MIS 301 MIDTERM 1 VOCAB
1. Internet of Things (IoT): A vision where low-cost sensors, processors, and communication are embedded into a wide array of products and our environment,
allowing a vast network to collect data, analyze input, and automatically coordinate
collective action.
2. Sarbanes-Oxley Act: Also known as Sarbox or SOX; U.S. legislation enacted in the wake of the accounting scandals of the early 2000s. The act raises executive
and board responsibility and ties criminal penalties to certain accounting and
financial violations. Although often criticized, SOX is also seen as raising stakes
for mismanagement and misdeeds related to a firm's accounting practices.
3. IPO: Initial public stock offering, the first time a firm makes shares available via
a public stock exchange, also known as "going public."
4. scale advantages: Advantages related to size.
5. distribution channels: The path through which products or services get to
customers.
6. private: As in "to go private" or "take a firm private." Buying up a publicly
traded firm's shares. Usually done when a firm has suffered financially and when
a turnaround strategy will first yield losses that would further erode share price.
Firms (often called private equity, buyout, LBO, or leveraged buyout firms) that take
another company private hope to improve results so that the company can be sold
to another firm or they can reissue shares on public markets.
7. information asymmetry: A decision situation where one party has more or
better information than its counterparty
8. viral marketing: Leveraging consumers to promote a product or service.
9. switching cost: The cost a consumer incurs when moving from one product to
another. It can involve actual money spent (e.g., buying a new product) as well as
investments in time, any data loss, and so forth.
10. strategic positioning: Performing different tasks than rivals, or the same tasks
in a different way.
11. APIs: Programming hooks, or guidelines, published by firms that tell other
programs how to get a service to perform a task such as send or receive data.
For example, Amazon provides APIs to let developers write their own applications
and websites that can send the firm orders
12. economies of scale: When costs can be spread across increasing units
of production or in serving multiple customers. Businesses that have favorable economies of scale (like many Internet firms) are sometimes referred to as being
highly scalable.
13. inventory turns: Sometimes referred to as inventory turnover, stock turns, or
stock turnover. It is the number of times inventory is sold or used during a given
period. A higher figure means that a firm is selling products quickly.
14. resource-based view of competitive advantage: The strategic thinking approach
suggesting that if a firm is to maintain sustainable competitive advantage,
it must control an exploitable resource, or set of resources, that have four critical
characteristics. These resources must be valuable, rare, imperfectly
imitable, and nonsubstitutable.
15. operational effectiveness: Performing the same tasks better than rivals perform
them.
16. value chain: The set of activities through which a product or service is created
and delivered to customers
17. fast follower problem: Exists when savvy rivals watch a pioneer's efforts,
learn from their successes and missteps, then enter the market quickly with a
comparable or superior product at a lower cost before the first mover can dominate.
18. brand: The symbolic embodiment of all the information connected with a
product or service.
┄┄┄┄┄┄┄┄┄┄
_PROBLEM SET_:
1. Reproduce the portion of the MIS 301 vocabulary list from "3. IPO: Initial" to "related to size.".
2. According to the MIS 301 vocabulary list, what four characteristics must a firm's resources have under the resource-based view of competitive advantage?
3. Resume the MIS 301 vocabulary list after the entry for "brand," adding further numbered terms with their definitions.
The lines that come next are taken from a separate source.

Extracted data entries
┄┄┄┄┄┄┄┄┄┄
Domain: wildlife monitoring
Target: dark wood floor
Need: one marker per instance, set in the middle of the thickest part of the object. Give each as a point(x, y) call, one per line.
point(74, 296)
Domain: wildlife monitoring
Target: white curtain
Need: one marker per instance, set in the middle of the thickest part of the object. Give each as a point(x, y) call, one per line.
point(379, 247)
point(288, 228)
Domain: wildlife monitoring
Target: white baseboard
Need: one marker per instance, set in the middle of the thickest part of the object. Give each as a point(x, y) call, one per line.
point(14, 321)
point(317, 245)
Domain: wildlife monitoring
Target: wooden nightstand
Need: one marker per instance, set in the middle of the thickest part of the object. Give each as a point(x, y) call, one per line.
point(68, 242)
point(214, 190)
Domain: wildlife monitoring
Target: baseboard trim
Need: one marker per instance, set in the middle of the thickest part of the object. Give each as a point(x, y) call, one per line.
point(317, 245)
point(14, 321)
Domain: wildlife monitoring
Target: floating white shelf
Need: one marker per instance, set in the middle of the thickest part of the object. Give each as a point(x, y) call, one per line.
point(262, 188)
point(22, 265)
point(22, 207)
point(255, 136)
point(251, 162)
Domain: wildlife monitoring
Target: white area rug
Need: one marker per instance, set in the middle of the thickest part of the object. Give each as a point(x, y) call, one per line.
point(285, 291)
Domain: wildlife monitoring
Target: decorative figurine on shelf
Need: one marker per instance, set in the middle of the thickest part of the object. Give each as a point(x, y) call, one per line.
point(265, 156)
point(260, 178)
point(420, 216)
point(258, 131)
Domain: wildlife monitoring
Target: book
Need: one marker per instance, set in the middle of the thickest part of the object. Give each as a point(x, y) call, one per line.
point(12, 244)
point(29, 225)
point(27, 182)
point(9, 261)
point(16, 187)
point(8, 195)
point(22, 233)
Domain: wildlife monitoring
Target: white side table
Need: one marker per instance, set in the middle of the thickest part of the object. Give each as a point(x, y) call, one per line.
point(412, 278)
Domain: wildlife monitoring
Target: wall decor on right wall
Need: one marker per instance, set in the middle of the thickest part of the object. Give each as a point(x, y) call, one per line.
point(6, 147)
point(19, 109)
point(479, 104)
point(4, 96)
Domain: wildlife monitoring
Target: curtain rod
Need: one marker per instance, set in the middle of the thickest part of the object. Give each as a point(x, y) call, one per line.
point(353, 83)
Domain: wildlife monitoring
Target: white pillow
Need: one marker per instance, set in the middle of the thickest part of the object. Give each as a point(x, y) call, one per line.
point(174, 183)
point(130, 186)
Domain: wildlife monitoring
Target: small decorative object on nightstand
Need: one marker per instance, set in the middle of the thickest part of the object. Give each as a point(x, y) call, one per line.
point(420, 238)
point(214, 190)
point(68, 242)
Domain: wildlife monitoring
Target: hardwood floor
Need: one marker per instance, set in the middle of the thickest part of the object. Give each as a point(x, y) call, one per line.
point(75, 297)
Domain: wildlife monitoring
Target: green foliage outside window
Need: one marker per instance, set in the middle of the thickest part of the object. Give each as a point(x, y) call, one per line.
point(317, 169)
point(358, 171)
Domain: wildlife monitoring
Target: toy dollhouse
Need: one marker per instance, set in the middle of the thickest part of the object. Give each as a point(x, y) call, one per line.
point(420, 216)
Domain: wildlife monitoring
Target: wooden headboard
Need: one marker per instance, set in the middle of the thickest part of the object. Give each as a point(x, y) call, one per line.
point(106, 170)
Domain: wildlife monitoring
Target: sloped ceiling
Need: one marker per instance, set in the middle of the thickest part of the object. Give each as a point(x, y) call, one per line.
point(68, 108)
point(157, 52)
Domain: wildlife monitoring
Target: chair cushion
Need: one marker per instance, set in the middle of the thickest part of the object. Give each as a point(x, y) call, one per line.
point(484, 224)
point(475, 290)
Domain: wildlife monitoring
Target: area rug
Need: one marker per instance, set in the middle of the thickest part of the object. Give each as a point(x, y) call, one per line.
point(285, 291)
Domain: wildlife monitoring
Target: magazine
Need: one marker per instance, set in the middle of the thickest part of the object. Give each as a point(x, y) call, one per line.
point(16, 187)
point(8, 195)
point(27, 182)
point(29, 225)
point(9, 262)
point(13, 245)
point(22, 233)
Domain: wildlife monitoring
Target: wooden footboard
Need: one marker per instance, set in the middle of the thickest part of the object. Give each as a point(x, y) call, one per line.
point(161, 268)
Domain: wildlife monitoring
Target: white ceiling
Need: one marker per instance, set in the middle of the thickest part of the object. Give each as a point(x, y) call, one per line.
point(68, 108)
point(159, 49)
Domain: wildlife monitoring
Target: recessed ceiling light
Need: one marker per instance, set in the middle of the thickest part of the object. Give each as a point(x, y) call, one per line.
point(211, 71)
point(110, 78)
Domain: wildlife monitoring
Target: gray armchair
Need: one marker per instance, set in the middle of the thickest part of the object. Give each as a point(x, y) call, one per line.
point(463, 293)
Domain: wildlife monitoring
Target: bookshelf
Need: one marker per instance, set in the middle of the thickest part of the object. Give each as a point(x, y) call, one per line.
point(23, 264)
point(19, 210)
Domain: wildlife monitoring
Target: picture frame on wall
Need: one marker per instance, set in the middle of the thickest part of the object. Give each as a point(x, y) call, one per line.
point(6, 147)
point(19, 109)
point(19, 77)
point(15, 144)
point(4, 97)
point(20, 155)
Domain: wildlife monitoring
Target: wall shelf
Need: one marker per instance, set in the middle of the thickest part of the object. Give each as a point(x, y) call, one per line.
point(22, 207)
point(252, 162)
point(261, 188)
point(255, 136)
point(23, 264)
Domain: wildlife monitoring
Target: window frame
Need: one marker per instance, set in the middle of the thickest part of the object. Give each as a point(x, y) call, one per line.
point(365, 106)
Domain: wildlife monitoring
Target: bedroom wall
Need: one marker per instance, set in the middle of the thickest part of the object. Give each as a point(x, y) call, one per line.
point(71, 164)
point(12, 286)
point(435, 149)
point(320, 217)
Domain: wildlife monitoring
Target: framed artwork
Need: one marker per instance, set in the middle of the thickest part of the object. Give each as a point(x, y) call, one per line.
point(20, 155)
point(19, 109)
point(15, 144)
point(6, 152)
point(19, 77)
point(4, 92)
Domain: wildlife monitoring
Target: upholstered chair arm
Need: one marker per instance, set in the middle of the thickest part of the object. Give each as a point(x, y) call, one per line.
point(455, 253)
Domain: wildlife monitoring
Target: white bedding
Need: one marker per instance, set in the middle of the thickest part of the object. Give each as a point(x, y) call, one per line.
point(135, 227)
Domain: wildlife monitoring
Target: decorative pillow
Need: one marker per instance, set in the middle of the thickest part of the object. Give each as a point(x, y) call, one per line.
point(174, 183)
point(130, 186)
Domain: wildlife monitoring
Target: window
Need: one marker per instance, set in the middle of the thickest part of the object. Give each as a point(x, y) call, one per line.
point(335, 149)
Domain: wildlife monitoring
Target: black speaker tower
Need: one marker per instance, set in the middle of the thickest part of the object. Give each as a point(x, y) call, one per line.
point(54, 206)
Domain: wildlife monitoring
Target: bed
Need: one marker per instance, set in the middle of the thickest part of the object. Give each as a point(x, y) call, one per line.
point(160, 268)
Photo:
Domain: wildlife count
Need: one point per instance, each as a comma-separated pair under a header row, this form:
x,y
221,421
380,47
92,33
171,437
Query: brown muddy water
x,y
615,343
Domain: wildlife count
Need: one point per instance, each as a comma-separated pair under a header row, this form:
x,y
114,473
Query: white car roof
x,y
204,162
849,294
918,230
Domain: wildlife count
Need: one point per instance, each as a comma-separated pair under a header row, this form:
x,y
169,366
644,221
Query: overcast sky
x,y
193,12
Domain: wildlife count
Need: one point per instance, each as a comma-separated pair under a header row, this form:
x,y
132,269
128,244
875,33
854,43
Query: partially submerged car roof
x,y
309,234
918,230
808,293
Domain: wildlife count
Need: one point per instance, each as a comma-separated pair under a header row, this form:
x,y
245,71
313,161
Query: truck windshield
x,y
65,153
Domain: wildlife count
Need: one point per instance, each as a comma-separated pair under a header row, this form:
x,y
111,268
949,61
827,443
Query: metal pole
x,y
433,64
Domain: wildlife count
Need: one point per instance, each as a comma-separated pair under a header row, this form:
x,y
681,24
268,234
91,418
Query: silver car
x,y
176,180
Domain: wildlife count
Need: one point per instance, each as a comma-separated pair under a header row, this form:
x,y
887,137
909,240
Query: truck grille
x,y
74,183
┄┄┄┄┄┄┄┄┄┄
_ANSWERS TO THE EXERCISES_:
1.
3. IPO: Initial public stock offering, the first time a firm makes shares available via
a public stock exchange, also known as "going public."
4. scale advantages: Advantages related to size.

2. valuable, rare, imperfectly imitable, nonsubstitutable

3.
19. affiliates: Third parties that promote a product or service, typically in exchange
for a cut of any sales.
20. imitation-resistant value chain: A way of doing business that competitors
struggle to replicate and that frequently involves technology in a key enabling role.
21. augmented-reality: A technology that superimposes content, such as images
and animation, on top of real-world images.
22. dense wave division multiplexing (DWDM): A technology that increases the
transmission capacity (and hence speed) of fiber-optic cable. Transmissions using
fiber are accomplished by transmitting light inside "glass" cables. In DWDM, the
light inside fiber is split into different wavelengths in a way similar to how a prism
splits light into different colors.
23. Porter's five forces: Also known as Industry and Competitive Analysis. A
framework considering the interplay between (1) the intensity of rivalry among
existing competitors, (2) the threat of new entrants, (3) the threat of substitute
goods or services, (4) the bargaining power of buyers, and (5) the bargaining power
of suppliers.
24. straddling: Attempts to occupy more than one position, while failing to match
the benefits of a more efficient, singularly focused rival.
25. commodity: A basic good that can be interchanged with nearly identical
offerings by others—think milk, coal, orange juice, or to a lesser extent, Windows
PCs and Android phones. The more commoditized an offering, the greater the
likelihood that competition will be based on price.
26. sustainable competitive advantage: Financial performance that consistently
outperforms industry averages.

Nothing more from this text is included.